- Problem description -
Each entry below is to be transcribed exactly; pictures are not copied.

- Provided data -
>>
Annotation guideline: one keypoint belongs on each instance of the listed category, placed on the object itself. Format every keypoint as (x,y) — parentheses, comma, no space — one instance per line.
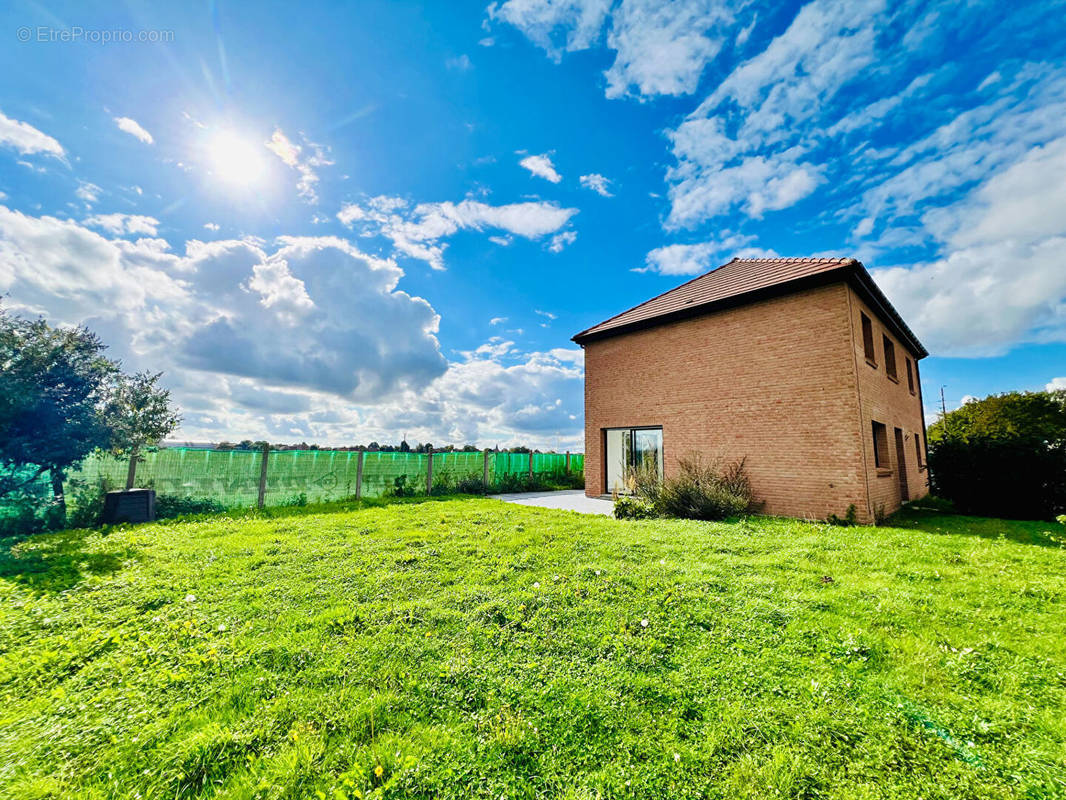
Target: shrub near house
(1004,456)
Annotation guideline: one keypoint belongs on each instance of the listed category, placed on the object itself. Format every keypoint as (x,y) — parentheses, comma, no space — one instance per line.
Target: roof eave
(698,309)
(854,273)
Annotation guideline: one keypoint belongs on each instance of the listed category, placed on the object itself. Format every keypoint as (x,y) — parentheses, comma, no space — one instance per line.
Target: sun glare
(236,160)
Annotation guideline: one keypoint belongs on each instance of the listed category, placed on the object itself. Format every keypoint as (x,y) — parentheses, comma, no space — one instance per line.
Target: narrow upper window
(889,357)
(868,339)
(879,445)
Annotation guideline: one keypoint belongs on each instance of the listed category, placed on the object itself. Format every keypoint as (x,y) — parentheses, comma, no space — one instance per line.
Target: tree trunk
(131,474)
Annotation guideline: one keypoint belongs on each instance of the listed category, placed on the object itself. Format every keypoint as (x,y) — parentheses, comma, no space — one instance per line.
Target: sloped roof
(745,281)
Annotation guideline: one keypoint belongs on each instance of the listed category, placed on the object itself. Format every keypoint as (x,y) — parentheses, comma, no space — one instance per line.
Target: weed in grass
(465,648)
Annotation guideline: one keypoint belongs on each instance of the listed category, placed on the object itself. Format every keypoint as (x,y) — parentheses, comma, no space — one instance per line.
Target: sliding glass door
(628,448)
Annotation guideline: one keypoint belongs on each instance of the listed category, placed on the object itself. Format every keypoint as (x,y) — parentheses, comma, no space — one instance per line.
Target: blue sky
(338,223)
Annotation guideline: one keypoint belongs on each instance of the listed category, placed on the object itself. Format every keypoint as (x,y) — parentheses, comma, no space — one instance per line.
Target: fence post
(57,477)
(131,473)
(262,477)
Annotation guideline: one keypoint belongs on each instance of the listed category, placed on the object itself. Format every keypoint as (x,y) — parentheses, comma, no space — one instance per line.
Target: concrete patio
(571,499)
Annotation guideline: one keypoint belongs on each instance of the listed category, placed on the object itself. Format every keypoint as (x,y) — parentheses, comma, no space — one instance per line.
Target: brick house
(798,365)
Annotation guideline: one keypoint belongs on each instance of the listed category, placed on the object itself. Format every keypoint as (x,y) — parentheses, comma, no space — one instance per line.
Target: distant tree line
(372,447)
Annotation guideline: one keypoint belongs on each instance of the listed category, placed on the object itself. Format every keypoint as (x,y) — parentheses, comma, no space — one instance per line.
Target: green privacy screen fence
(232,477)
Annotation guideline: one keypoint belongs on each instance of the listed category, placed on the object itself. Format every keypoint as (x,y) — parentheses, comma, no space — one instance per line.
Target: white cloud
(691,259)
(662,48)
(555,26)
(560,241)
(119,224)
(459,63)
(305,163)
(597,182)
(1001,280)
(27,140)
(542,166)
(417,232)
(309,313)
(134,129)
(87,192)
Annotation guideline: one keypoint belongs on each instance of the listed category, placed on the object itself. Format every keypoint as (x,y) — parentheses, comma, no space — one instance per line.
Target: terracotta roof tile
(732,282)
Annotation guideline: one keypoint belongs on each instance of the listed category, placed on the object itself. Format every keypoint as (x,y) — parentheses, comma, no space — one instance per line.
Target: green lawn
(471,649)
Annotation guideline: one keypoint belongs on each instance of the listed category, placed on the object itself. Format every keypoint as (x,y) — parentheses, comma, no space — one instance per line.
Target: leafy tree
(140,415)
(52,383)
(1004,456)
(1039,415)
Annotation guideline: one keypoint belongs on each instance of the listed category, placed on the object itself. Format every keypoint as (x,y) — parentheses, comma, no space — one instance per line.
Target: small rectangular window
(879,446)
(868,339)
(889,357)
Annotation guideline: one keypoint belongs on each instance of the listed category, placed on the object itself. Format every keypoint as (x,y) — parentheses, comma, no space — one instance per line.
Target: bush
(400,488)
(85,501)
(168,506)
(1015,477)
(700,492)
(29,513)
(472,484)
(633,508)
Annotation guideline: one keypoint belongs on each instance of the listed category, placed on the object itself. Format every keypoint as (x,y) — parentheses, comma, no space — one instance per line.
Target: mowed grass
(468,648)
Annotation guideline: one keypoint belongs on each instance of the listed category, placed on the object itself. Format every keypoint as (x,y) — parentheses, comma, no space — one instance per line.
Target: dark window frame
(889,347)
(868,350)
(629,456)
(881,458)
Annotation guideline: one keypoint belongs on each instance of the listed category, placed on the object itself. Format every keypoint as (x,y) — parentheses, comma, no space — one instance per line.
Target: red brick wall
(773,382)
(777,382)
(892,404)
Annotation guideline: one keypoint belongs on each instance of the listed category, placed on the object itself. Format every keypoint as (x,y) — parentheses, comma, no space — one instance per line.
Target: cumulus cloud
(313,314)
(560,241)
(998,282)
(691,259)
(553,26)
(302,338)
(542,166)
(418,232)
(27,140)
(459,63)
(134,129)
(597,182)
(119,224)
(660,48)
(87,193)
(305,159)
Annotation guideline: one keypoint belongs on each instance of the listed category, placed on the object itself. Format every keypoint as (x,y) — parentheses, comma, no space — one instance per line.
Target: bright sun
(236,160)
<<
- Output -
Annotation guideline: one keypoint belongs on each instance of the listed category, placed on the object itself. Format every keypoint as (x,y) — parentheses, comma, no space — one instance per line.
Target: shrub near house
(1004,456)
Annotation guideline: one keypoint belongs on each instance of the listed category, placed on the object itself. Format every keypoint as (x,y) — parentheses, comma, no space — one instance per line.
Target: roof eave
(698,309)
(854,273)
Annotation guideline: one keypoint belongs on each instance of the listed category, placed on the object itself. Format every keypoint as (x,y) — parentheses, comma, no space — one instance per line.
Target: sun glare
(236,160)
Annotation guideline: one keypoint belongs on each instance of the listed category, placed on the object itself. Format every keypoint as (x,y) — parentheses, comma, no space — one instance per line.
Target: narrow upper window
(889,357)
(868,339)
(879,445)
Annotation guideline: one keypoint belongs on each instance of the listed category, placed on the object itself. Format every keypoint as (x,y) — parentheses, comma, no space — one instance per line.
Target: tree trunk
(131,474)
Annotation guideline: one keypoint belongs on each instance of the listed category, placed on the object itself. Format every keypoint as (x,y) — parentheses, comma, no space — one instance per line.
Target: sloped roof
(745,281)
Annotation guideline: one keypoint belongs on each instance of the listed category, placed on the object itself. Format every keypoint as (x,y) — parentheses, comma, no space — one instance per line.
Target: weed in grass
(465,648)
Annotation guideline: one keypoint belongs on each instance of the listed category, placed on the object itself. Format every keypoint as (x,y) — parentheses, comma, no space — one instance per line.
Target: sliding glass door
(628,448)
Annotation guideline: one keypoint belongs on each instance of the listed category, placed on the object itself. Format every keypoint as (x,y) — parentheses, comma, no space — one instance per line.
Target: blue sky
(338,223)
Annotation guideline: one keypoint belongs on each instance of the listed category, placed on the object itself. Format every keypoint as (x,y) — parentheses, comma, no space — one instance per line.
Target: fence post
(57,477)
(131,473)
(262,477)
Annotation guideline: one keypoint belongs on each instance of the listed category, placed on the object itself. Format every keypoint as (x,y) — parentheses, comma, no space — one instance per line.
Target: concrete patio
(571,499)
Annotation guideline: one keypoint belongs on each instance of the listed category, placed on the object itself. Format every keypoint as (x,y) — parentheses, comma, no space — one instance per line.
Target: brick house
(798,365)
Annotation guideline: one keypoint belongs on each instance of the listed category, placed on the object itself. Format every keypoint as (x,y) — parentheses, comma, no space — one instance per line.
Target: distant tree line
(372,447)
Annotation guideline: one keypoint belongs on each instance of the listed category, placed on the object itself. Format every keypoint as (x,y) — parentheses, comma, no space — one instance per line.
Target: green privacy screen fence
(232,477)
Annotation guideline: one keypoint belongs on each instance of the listed category, placed on the object itself. Format every keypoint as (x,y) — parentheses, comma, no space — one instance per line.
Target: white cloud
(691,259)
(662,48)
(555,26)
(560,241)
(119,224)
(459,63)
(305,163)
(597,182)
(1001,280)
(27,140)
(542,166)
(417,232)
(309,313)
(134,129)
(87,192)
Annotation guideline: one keypoint belongs on each instance of the listed category, placed on the object itself. Format every keypoint as (x,y) — parentheses, comma, no space — one instance per line.
Target: terracotta roof tile
(732,282)
Annotation guideline: one keypoint belongs on each instance of the listed category, placed on the object itself. Format every keypoint as (x,y) — parentheses, comma, no space — one instance per line.
Target: green lawn
(471,649)
Annotation guideline: one keypoint belongs on each instance of the listed category, placed on the object itself. Format every keypoint as (x,y) — parentheses, comma, no space — one instance per line.
Target: leafy tree
(140,415)
(52,383)
(1004,456)
(1039,415)
Annotation guideline: one keypoint belongs on each instance of the listed category, placed on the object itself. Format every keypoint as (x,y) — parentheses, comma, no space — one instance per line.
Target: small rectangular window
(879,446)
(868,339)
(889,357)
Annotation guideline: one keypoint belongs on each instance of the listed category, placed on the object itself. Format every keypoint as (x,y) — parentheses, comma, no space — one instance per line.
Target: bush
(400,488)
(85,501)
(168,506)
(1015,477)
(700,492)
(29,513)
(472,484)
(633,508)
Annotation guideline: one keypoint belongs on each instance of the listed category, placed on the object itself. Format every keypoint as (x,y) — parentheses, comma, no space — one instance per line.
Target: mowed grass
(468,648)
Annotation guideline: one keypoint belongs on each instance of the listed category, placed on the object itself. Format every keypoint as (x,y) — parentheses, comma, no space — one instance per line.
Target: dark window frame
(889,347)
(868,350)
(629,456)
(881,458)
Annotation guideline: one keypoint belongs on each instance of the listed category, placed on the object itself. Format every keypoint as (x,y) — parentheses, comma, no space — one instance per line.
Target: red brick wall
(773,382)
(777,382)
(892,404)
Annotation guideline: one keypoint belongs on each instance of the listed category, placed on the object itself. Format every keypoint as (x,y) — parentheses, comma, no space — one instance per line.
Target: cumulus cloud
(313,314)
(560,241)
(998,282)
(691,259)
(553,26)
(302,338)
(542,166)
(418,232)
(27,140)
(459,63)
(134,129)
(597,182)
(119,224)
(660,48)
(87,193)
(305,159)
Annotation guideline: one keypoint belongs on each instance of the listed category, placed on the object itself. Format every keypoint as (x,y) — parentheses, comma, no space — one instance per line.
Target: bright sun
(236,160)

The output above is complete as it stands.